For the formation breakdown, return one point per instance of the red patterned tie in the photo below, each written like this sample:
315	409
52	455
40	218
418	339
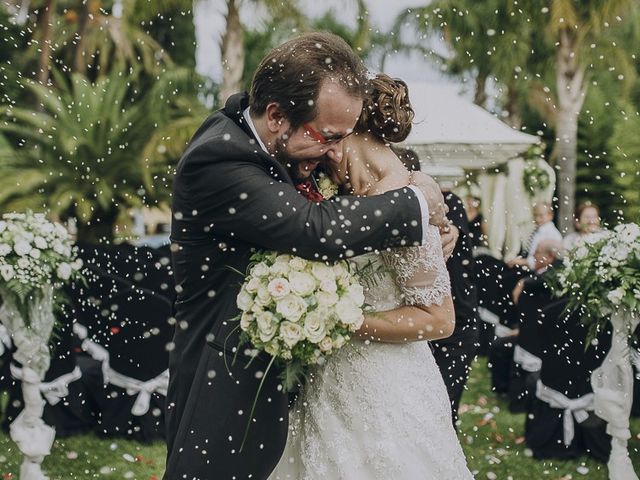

→ Task directions: Please reproduce the data above line for line, leaving out the picture.

→ Response:
For the formation breakdown, return one point per instance of the red patterned tie in the photo below, each written like this sample:
315	409
52	455
40	218
418	339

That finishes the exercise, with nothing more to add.